Exercise details
A stretch of the entries below is to be set down exactly, running from the line with "Target: latticed window screen" through the line with "Target: plaster relief decoration", both included, and no other line.

Entries provided
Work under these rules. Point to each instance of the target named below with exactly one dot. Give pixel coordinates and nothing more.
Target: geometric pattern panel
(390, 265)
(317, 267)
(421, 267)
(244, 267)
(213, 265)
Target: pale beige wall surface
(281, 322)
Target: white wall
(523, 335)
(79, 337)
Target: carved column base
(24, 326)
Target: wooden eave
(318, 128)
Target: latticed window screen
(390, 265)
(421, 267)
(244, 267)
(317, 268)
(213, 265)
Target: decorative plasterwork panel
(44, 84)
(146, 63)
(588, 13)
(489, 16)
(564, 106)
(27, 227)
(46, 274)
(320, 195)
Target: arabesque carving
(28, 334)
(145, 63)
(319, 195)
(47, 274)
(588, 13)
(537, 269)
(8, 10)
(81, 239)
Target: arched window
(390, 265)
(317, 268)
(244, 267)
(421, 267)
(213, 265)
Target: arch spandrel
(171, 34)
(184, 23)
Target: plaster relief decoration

==

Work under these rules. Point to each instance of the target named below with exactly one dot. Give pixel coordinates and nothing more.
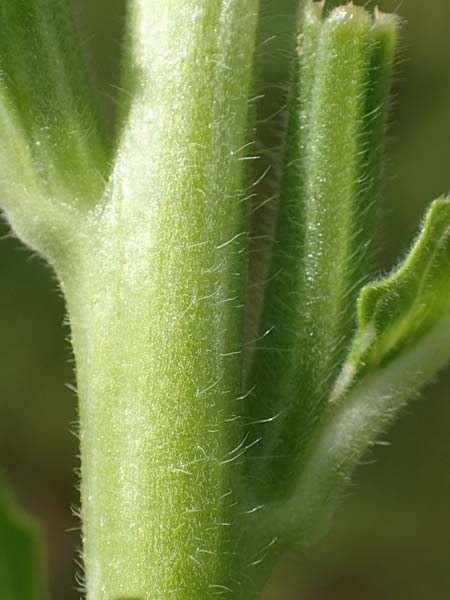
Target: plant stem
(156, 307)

Exercise result
Target: latticed window screen
(390, 265)
(421, 267)
(244, 267)
(317, 268)
(213, 265)
Target: decorative plasterwork panel
(44, 84)
(146, 63)
(588, 13)
(489, 16)
(564, 106)
(27, 227)
(46, 274)
(320, 195)
Target: arabesque carving
(28, 334)
(145, 63)
(319, 195)
(47, 274)
(588, 13)
(537, 269)
(8, 10)
(81, 239)
Target: arched window
(390, 265)
(317, 268)
(244, 267)
(421, 267)
(213, 265)
Target: arch spandrel
(171, 34)
(184, 23)
Target: plaster relief decoration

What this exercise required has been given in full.